Stated task:
Omit any picture, and return the remaining data exactly as written.
━━━━
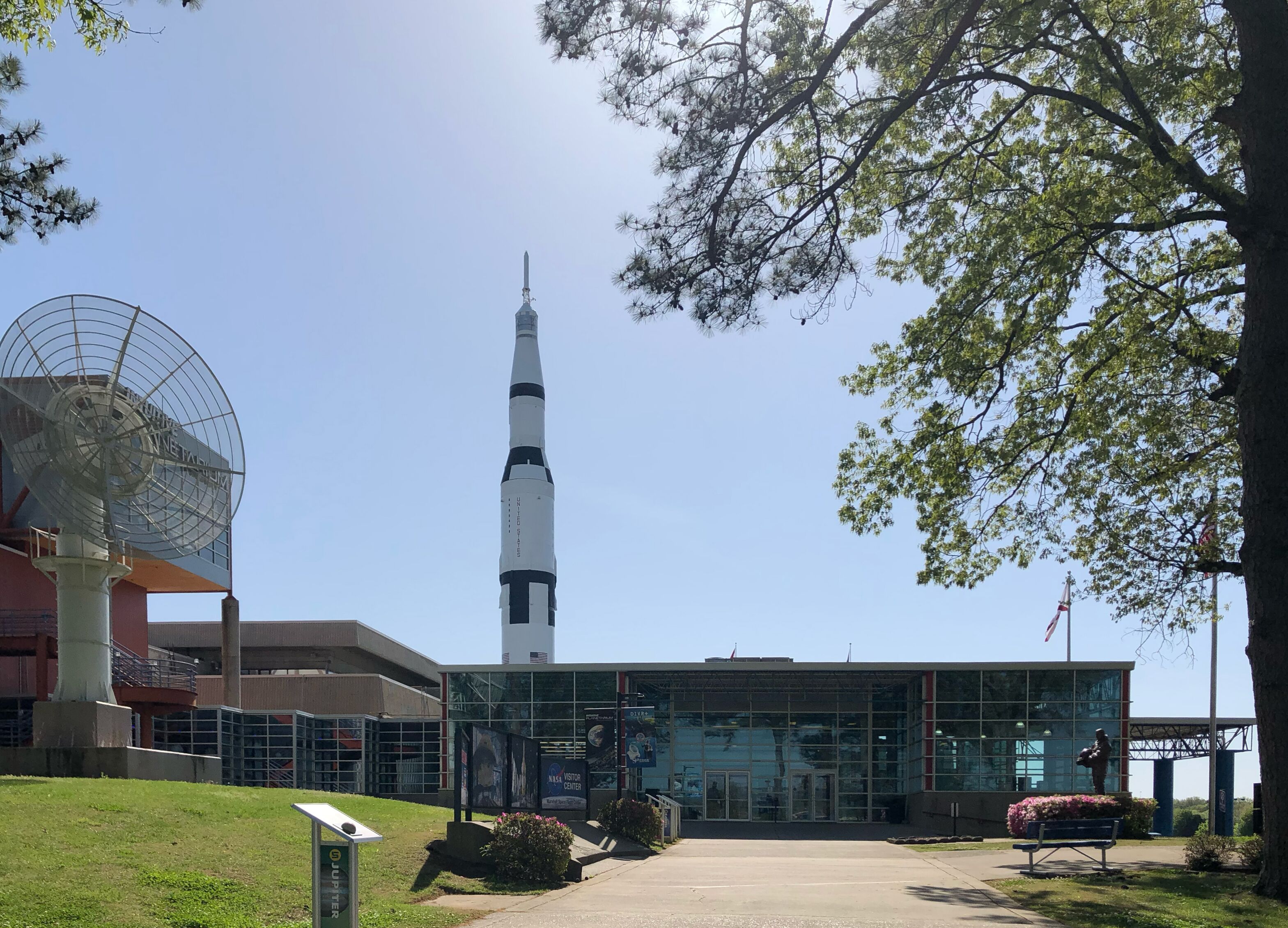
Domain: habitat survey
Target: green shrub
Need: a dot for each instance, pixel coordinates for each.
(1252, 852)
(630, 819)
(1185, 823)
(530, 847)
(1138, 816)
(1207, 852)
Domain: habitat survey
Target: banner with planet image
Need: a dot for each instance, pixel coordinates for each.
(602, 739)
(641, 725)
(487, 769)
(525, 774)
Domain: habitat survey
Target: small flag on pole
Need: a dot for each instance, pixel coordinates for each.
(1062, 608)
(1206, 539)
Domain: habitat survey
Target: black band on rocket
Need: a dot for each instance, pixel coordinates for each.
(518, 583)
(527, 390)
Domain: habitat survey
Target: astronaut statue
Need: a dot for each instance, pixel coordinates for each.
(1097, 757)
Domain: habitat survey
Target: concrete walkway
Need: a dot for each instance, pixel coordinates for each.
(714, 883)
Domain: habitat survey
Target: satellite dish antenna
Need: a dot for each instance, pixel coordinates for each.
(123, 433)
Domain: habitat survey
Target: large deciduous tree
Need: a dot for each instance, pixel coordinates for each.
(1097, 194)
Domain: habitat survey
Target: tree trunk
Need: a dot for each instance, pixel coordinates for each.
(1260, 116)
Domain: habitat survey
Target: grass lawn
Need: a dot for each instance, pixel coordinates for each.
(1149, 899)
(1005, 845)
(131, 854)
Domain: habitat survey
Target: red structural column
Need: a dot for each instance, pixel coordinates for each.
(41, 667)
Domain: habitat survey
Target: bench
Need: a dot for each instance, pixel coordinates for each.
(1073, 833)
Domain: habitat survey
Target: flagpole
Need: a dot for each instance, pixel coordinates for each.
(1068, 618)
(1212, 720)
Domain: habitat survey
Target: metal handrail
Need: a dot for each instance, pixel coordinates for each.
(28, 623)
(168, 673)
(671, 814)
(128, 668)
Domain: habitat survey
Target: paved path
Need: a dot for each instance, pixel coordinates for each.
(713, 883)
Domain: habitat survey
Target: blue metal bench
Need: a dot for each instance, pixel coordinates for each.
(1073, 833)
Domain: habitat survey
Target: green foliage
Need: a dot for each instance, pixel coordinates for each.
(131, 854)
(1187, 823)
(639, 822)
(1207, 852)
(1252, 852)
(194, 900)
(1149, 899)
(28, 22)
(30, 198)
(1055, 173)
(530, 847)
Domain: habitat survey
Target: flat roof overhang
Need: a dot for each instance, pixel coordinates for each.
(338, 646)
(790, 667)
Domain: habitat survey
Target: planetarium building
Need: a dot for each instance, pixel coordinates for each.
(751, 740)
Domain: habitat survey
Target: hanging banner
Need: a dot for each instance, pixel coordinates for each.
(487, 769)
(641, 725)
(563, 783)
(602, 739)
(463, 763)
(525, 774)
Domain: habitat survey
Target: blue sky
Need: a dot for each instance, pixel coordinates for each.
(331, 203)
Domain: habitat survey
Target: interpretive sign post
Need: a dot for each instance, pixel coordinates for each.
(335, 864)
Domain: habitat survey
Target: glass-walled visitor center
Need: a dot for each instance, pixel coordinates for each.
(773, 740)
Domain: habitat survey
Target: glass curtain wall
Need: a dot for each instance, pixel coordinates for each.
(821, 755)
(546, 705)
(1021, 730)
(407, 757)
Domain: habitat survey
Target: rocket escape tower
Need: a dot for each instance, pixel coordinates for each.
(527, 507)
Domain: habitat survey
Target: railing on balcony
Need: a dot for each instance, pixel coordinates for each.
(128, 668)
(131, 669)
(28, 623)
━━━━
Answer to this task:
Domain: habitat survey
Target: green shrub
Need: a dot for each instance, pixel coordinates for each.
(1252, 852)
(630, 819)
(1185, 823)
(530, 847)
(1138, 816)
(1207, 852)
Domain: habitat survey
Target: banner with planet image
Need: a dot for each instance, pixel coordinates for each.
(602, 739)
(641, 725)
(487, 769)
(525, 774)
Domain: habitat survey
Target: small flag on pole
Need: a dot for each instance, pixel coordinates for each.
(1062, 608)
(1206, 539)
Domain: habitat survey
Target: black band on rocket
Need: a dot for each instance, pixel coordinates for each.
(518, 583)
(527, 390)
Domain: habitat survey
Target: astronaut statue
Need: a dot for each instance, pixel coordinates for each.
(1097, 757)
Domain: habitat survey
Target: concrete walkway
Need: a dot for each instance, pixel coordinates for each.
(714, 883)
Domain: habitat survey
Target: satellite dish antenna
Need: a dot for each instance, pixel coordinates for each.
(123, 433)
Domain: habitat survey
Target: large deciduous tree
Need: a dot for each instance, pixel coordinates for each.
(1097, 194)
Domain: habitat survey
Target: tree trunk
Need: a dot for each instance, pixel coordinates for each.
(1260, 116)
Domain: habitat survey
Target: grass lawn
Need: a dot for each instance, pixel coordinates for each.
(1149, 899)
(1005, 845)
(131, 854)
Domain: habitat survey
Target: red structural column
Need: a dot for each instance, pixel coordinates for each.
(41, 667)
Domain: habitat survey
Target: bench
Need: a dot for each instance, pixel coordinates for each.
(1073, 833)
Domain: habitat survey
Target: flagpole
Need: a dot for each instance, pixel coordinates for each.
(1068, 618)
(1212, 720)
Domain: habitat survey
Target: metal handrail
Need: a dot for each instance, pixel coordinates for each.
(28, 623)
(168, 673)
(671, 814)
(128, 668)
Domain: habitat survey
Target: paved path
Need: a dot for each instance, pixel coordinates for each.
(713, 883)
Domain: habitat survey
Target: blue metal bench
Need: a dot for each instance, pixel coordinates for each.
(1073, 833)
Domain: habitat survey
Target: green foliage
Need: a dot for each instance, pixel coordinates for each.
(131, 854)
(1187, 823)
(639, 822)
(1207, 852)
(1252, 852)
(194, 900)
(1149, 899)
(28, 22)
(30, 198)
(1055, 173)
(530, 847)
Domain: habitat survey
Target: flat roof overhang
Need: a dot for each instance, pixel coordinates for each.
(338, 646)
(790, 667)
Domain: habitat survey
Target: planetarium building
Need: a dot for each instance, pixel coordinates for each.
(751, 740)
Domain: habitat survey
Target: hanging banner
Need: a dot for each instance, pixel coordinates for each.
(487, 769)
(641, 725)
(563, 783)
(602, 739)
(463, 763)
(525, 774)
Domain: habitat survey
Target: blue sky
Need: a dot for each instance, pixel coordinates for each.
(331, 203)
Domain: habitat survey
Target: interpretive sign post
Need: a dot for each instance, pixel coordinates for each.
(335, 864)
Domain: habitat survey
Target: glass-walled visitor center
Need: a dot for each instance, pixel coordinates for each.
(773, 740)
Domain: habitat survey
Target: glass curtain wall
Need: a dot for each instance, pixel coordinates for each.
(821, 755)
(546, 705)
(1021, 730)
(407, 757)
Domain: habitat survey
Target: rocket escape tower
Need: a dot for each instance, pixel coordinates for each.
(527, 507)
Domain: habitat survey
Target: railing on balcony
Need: a dot for each instance, pixel coordinates for each.
(128, 668)
(131, 669)
(28, 623)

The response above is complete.